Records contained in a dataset
Start of Block
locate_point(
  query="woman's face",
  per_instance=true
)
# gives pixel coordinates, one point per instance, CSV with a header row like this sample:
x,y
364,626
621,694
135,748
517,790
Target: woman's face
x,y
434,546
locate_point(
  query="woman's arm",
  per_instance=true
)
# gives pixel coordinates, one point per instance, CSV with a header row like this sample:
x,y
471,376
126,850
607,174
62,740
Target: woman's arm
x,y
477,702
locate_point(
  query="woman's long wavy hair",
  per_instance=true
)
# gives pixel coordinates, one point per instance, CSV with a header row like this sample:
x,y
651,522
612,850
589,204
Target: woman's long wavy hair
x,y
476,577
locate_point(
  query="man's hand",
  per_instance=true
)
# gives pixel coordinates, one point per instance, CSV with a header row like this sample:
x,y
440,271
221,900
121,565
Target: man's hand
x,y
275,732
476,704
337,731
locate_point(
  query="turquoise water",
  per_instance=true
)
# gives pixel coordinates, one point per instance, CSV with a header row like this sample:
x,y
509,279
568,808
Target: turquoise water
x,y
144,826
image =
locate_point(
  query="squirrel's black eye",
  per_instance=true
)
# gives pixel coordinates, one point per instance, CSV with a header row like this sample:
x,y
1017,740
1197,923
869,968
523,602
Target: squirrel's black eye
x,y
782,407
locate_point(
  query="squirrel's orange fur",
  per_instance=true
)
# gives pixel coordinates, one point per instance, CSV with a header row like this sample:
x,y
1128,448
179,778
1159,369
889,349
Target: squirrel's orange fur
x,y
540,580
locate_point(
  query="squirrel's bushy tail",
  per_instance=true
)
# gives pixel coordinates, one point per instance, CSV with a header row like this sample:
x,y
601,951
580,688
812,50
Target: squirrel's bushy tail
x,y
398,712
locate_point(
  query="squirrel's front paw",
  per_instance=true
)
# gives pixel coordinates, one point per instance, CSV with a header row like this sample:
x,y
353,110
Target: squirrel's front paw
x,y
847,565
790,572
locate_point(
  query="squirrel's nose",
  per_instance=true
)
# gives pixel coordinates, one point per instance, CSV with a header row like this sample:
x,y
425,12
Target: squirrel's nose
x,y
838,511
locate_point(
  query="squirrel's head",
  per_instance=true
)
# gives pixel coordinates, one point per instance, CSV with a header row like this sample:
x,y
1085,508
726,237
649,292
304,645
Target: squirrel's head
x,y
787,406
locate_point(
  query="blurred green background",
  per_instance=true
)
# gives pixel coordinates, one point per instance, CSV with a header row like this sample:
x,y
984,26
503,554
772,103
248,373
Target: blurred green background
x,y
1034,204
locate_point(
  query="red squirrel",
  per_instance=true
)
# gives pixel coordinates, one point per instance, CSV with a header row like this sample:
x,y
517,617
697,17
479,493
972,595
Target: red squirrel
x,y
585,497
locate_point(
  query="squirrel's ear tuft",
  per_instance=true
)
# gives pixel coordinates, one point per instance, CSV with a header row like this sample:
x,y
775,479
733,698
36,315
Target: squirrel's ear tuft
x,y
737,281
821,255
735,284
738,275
End of Block
*Task goal*. Make an exact copy of the data above.

*Solution*.
locate_point(
  query="woman's face",
  per_instance=true
)
# gives pixel coordinates, one point per instance, CSV with a header row like this sample:
x,y
364,626
621,694
135,748
517,790
Target: woman's face
x,y
434,546
locate_point(
  query="woman's arm",
  per_instance=true
)
# gives pixel coordinates, one point per instance, CSV with a header row like this sample:
x,y
471,376
126,850
607,174
62,740
Target: woman's arm
x,y
477,702
locate_point(
  query="woman's long wavy hair",
  per_instance=true
)
# gives pixel coordinates, one point per instance, CSV with a header row like this sample:
x,y
651,522
612,850
589,204
Target: woman's long wavy hair
x,y
476,577
locate_point(
  query="man's hand",
  per_instance=true
)
# gives pixel coordinates, one point per instance, CSV with a header row like this sample:
x,y
440,271
221,900
121,565
Target: man's hand
x,y
275,732
476,704
337,731
locate_point(
  query="turquoise water",
  per_instance=true
)
# gives pixel coordinates, one point per instance, CSV with a header row like this sample:
x,y
509,279
568,808
Target: turquoise water
x,y
144,826
image =
locate_point(
  query="squirrel's black eye",
  per_instance=true
)
# gives pixel coordinates, one point per instance, CSV with a header row like this sample:
x,y
1017,740
1197,923
869,968
523,602
Target: squirrel's black eye
x,y
782,407
locate_point(
  query="squirrel's orange fur",
  per_instance=true
)
# gives pixel coordinates, one point per instance, CSV with a header row like this sample:
x,y
1128,448
179,778
1159,369
889,349
Target: squirrel's orange fur
x,y
540,580
locate_point(
  query="squirrel's bushy tail",
  per_instance=true
)
# gives pixel coordinates, one point per instance, CSV with a header row like this sample:
x,y
601,951
580,688
812,50
Target: squirrel's bushy tail
x,y
398,712
locate_point(
  query="squirrel's front paw",
  per_instance=true
)
# gives pixel coordinates, one point per instance, CSV with a header row like this sample:
x,y
353,110
Target: squirrel's front paw
x,y
847,565
790,572
locate_point(
  query="squirrel's nose",
  per_instance=true
)
# gives pixel coordinates, one point per instance, CSV with a header row like this sample:
x,y
425,12
Target: squirrel's nose
x,y
838,511
locate_point(
  query="squirrel's head",
  per_instance=true
)
# gives pixel coordinates, one point per instance, CSV with a header row like this sample:
x,y
1085,508
726,237
649,292
304,645
Target: squirrel's head
x,y
787,406
locate_point(
  query="blurred green background",
  per_instance=true
)
# gives pixel coordinates, one point per instance, CSV with a header row like this sample:
x,y
984,26
503,554
772,103
248,373
Target: blurred green background
x,y
1034,204
locate_point(
  query="red squirrel",
  per_instance=true
)
# gives pixel coordinates, one point per instance, CSV with a header row like this sample:
x,y
517,617
697,17
479,493
972,595
Target: red squirrel
x,y
585,497
locate_point(
  query="squirrel's ear tuft",
  per_instance=true
)
# gives pixel coordinates, one point per instance, CSV with a header row like this sample:
x,y
775,479
733,698
36,315
Target: squirrel's ear tuft
x,y
737,281
821,255
735,284
738,275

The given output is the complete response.